╭──

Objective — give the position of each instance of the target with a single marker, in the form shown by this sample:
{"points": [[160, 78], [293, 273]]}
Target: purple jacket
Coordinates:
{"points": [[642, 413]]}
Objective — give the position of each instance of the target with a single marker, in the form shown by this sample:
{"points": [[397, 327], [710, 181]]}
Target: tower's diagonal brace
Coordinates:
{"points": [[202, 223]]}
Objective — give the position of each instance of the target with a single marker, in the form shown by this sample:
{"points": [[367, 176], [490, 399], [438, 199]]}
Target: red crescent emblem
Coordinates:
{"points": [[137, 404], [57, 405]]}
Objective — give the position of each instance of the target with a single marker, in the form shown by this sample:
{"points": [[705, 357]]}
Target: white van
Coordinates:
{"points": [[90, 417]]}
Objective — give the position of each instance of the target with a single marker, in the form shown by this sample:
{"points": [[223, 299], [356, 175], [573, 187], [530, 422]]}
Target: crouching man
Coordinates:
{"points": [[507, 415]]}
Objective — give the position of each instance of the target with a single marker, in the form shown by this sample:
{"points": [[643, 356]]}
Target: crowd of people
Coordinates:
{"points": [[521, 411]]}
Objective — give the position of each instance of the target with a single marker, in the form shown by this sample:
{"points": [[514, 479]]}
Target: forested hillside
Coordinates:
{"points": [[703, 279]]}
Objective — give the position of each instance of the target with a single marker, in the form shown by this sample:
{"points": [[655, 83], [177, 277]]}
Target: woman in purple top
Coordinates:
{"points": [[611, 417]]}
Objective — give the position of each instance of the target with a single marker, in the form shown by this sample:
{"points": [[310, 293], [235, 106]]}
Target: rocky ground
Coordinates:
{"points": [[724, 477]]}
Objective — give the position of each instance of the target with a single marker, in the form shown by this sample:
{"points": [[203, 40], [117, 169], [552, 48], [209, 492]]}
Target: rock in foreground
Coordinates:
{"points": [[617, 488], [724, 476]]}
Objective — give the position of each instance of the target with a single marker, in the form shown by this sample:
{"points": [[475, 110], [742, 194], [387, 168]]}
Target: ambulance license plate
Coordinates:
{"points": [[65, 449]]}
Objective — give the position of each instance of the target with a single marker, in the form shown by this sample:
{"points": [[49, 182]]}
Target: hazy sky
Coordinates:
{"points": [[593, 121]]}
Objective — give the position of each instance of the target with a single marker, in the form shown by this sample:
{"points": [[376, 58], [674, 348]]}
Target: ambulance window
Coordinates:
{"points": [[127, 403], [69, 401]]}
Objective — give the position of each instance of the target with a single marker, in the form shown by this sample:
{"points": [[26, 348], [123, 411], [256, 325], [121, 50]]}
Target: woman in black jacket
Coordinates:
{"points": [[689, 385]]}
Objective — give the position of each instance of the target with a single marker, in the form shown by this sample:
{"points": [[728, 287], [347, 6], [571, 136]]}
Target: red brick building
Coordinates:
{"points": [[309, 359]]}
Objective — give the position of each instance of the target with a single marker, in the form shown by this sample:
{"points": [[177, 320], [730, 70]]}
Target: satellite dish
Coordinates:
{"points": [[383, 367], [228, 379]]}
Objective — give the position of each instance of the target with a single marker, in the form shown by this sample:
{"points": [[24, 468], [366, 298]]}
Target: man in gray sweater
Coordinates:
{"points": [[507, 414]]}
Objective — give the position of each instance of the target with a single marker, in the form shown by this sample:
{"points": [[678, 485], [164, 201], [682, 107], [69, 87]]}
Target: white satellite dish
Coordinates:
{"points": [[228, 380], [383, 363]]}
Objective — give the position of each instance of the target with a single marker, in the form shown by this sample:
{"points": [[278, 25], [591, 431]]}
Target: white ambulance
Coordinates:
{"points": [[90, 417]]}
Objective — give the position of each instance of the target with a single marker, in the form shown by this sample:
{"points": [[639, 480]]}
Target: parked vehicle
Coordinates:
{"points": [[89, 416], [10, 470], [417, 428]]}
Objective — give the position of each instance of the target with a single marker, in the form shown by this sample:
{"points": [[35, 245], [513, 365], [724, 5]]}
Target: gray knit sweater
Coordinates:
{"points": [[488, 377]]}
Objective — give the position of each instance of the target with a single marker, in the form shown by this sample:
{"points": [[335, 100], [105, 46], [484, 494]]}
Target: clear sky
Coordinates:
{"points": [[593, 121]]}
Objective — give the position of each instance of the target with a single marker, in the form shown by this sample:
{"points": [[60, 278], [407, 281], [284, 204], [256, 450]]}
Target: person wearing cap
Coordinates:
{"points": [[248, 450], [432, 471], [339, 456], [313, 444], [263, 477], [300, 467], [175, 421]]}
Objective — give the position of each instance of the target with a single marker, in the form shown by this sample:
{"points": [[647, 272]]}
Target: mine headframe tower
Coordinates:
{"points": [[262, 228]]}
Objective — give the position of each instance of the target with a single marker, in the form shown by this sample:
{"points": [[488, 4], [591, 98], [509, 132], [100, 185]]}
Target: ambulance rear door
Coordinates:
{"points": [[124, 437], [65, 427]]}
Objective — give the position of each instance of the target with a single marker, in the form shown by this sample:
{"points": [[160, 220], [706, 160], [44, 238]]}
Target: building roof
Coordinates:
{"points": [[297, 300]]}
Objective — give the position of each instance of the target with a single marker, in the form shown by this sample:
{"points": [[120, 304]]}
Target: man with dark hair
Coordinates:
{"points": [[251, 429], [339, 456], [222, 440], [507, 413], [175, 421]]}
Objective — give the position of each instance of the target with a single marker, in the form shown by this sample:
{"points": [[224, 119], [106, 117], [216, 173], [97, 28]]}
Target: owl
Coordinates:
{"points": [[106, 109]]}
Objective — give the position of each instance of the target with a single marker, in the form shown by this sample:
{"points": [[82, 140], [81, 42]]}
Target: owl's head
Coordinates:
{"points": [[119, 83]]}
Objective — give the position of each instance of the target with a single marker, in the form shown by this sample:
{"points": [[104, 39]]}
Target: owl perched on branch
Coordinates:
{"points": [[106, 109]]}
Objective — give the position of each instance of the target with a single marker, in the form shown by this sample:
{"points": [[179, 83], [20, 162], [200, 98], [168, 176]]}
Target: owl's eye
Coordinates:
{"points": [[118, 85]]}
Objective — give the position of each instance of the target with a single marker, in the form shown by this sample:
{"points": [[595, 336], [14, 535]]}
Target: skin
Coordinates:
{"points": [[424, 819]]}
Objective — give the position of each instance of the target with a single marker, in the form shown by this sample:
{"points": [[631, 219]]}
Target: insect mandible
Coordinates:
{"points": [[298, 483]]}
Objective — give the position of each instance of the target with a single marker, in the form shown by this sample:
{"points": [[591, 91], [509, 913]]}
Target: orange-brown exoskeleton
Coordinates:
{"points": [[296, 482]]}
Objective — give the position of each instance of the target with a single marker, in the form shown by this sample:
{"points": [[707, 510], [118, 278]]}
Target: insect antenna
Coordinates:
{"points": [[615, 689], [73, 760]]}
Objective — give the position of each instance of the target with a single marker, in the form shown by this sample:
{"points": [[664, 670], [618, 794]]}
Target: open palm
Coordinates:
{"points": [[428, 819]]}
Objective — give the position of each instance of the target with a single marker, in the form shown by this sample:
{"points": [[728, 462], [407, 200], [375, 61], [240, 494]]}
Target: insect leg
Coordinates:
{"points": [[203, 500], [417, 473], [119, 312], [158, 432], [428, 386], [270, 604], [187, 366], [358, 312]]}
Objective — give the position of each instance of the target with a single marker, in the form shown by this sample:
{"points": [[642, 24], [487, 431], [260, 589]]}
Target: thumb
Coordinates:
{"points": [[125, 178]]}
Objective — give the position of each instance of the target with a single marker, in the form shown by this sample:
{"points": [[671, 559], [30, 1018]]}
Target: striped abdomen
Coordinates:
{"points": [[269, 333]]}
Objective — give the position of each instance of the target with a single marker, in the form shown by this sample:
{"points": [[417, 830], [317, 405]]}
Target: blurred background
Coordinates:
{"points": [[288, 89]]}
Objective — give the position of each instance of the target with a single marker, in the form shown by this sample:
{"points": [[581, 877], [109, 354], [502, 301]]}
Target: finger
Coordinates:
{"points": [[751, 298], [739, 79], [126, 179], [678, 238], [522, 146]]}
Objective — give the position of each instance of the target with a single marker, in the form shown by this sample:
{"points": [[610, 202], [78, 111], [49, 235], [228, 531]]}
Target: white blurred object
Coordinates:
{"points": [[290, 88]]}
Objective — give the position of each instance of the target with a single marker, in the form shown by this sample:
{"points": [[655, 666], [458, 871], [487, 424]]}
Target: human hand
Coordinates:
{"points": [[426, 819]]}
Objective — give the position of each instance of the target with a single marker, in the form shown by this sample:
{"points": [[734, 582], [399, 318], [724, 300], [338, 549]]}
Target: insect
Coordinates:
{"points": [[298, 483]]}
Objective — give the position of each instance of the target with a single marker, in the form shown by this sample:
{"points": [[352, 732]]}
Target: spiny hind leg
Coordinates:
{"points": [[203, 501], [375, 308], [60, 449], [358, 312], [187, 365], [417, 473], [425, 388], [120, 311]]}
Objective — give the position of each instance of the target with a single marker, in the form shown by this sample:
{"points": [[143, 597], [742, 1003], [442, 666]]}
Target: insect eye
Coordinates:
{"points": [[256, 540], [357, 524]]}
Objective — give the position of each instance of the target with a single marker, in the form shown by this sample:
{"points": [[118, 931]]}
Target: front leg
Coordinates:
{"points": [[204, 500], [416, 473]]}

╰──

◆ **What the exercise asks**
Search the records for the word "white" and return every line that holds it.

◆ **Result of this task**
Target: white van
Target: white satellite dish
Target: white ambulance
Target: white blurred object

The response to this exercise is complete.